**DESCRIPTION OF THE TASK:** Summarize the fishing report in two sentences.

**PASSAGE:**
[start]

# Elbow 10/23



## BBreeze (Aug 26, 2009)

Well after all the reports form last weekend we dicided to give the elbow a try and it eventually payed off for us. Hit the pass at first light and had baits in the water around 8:00. We had our first fish on soon after we started and to our disapointment it was a 4' shark. Then no more action for a while, so we change the spread up and picked up the pace a little. A short time later I look back and it looks like you droped a small car on the center rigger bait, but no fish drop the lure back and its game on and after a 40 minute battle a beast of a wahoo comes to the boat. Get baits back in the water and nothing for a while, so we decide to take a break from trolling and drop some jigs on some rocks we had found on a preveous trip. Pull up on the spot and in 4 drops of the old jig we had 3 good almaco jacks on ice and released a #45 AJ. Now we have a mess of jacks and are good and tired, so we put the spread back out and head north. A hour or so later we get our second strike of the day and it is on the center rigger agin. This fish is racing across the surface tearing the water up, dumping line at a unbeliveable rate and we are both thinking bill fish for sure, but after a short battle we have a nother nice wahoo. We clean up and put every thing back out and trolled till we got to 200' of water without another hit. Only seen 2 flying fish all day, both fish hit a blue/white black hole on the wayway back, and the water was a blue green. First fish was a personal best and measured 5' 10" with a 34" girth and the second fish measured 4' 5" with a 27"

[end]

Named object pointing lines
[start]

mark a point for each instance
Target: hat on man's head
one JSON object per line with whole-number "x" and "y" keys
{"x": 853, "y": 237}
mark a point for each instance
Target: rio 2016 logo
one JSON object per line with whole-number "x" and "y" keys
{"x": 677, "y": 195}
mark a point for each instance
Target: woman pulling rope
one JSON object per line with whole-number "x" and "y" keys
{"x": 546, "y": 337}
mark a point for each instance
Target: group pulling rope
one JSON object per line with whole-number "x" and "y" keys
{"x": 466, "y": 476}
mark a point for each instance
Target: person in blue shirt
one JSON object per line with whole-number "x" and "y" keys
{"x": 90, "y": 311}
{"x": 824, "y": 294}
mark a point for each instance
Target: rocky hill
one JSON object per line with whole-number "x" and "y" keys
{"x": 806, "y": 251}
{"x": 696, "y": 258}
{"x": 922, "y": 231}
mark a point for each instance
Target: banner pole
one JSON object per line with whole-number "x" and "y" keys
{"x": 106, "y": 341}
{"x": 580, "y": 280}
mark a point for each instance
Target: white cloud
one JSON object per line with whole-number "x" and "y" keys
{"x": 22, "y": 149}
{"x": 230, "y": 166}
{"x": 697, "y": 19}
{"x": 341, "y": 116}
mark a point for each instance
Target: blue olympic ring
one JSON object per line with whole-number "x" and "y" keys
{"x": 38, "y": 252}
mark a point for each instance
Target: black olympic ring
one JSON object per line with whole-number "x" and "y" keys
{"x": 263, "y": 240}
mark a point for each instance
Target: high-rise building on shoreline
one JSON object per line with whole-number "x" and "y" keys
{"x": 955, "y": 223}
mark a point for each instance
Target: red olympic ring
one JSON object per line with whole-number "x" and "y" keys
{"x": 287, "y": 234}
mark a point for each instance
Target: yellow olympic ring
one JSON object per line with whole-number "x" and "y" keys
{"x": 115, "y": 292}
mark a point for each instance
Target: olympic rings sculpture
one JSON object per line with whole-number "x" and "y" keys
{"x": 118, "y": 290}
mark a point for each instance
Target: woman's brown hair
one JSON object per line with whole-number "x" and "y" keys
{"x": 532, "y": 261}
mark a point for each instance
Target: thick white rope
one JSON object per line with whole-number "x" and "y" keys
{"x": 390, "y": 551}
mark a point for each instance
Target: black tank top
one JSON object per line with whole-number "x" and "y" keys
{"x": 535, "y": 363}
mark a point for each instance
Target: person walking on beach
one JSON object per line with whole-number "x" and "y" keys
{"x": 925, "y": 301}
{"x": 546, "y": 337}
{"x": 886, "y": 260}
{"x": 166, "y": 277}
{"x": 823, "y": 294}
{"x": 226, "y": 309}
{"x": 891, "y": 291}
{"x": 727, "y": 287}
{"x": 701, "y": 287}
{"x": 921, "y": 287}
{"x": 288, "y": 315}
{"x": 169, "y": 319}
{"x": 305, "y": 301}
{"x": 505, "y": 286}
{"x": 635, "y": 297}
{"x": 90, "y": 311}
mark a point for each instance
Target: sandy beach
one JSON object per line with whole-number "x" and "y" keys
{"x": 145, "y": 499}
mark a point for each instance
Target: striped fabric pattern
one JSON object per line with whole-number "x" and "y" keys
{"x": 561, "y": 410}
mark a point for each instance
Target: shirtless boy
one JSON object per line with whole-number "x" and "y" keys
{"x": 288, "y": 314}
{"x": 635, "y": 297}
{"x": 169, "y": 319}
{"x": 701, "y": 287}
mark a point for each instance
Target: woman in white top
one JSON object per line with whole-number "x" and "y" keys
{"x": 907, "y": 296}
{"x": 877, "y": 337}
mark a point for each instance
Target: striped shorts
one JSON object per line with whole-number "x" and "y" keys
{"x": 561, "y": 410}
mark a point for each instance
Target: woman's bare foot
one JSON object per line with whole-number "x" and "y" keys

[end]

**EXERCISE OUTPUT:** Trolling at the elbow from around 8:00, the crew first hooked a 4' shark and then landed a large wahoo on the center rigger bait after a 40 minute battle. They next jigged some rocks, putting 3 almaco jacks on ice and releasing an AJ, and then caught a second wahoo while trolling north, with the first wahoo a personal best at 5' 10" and a 34" girth.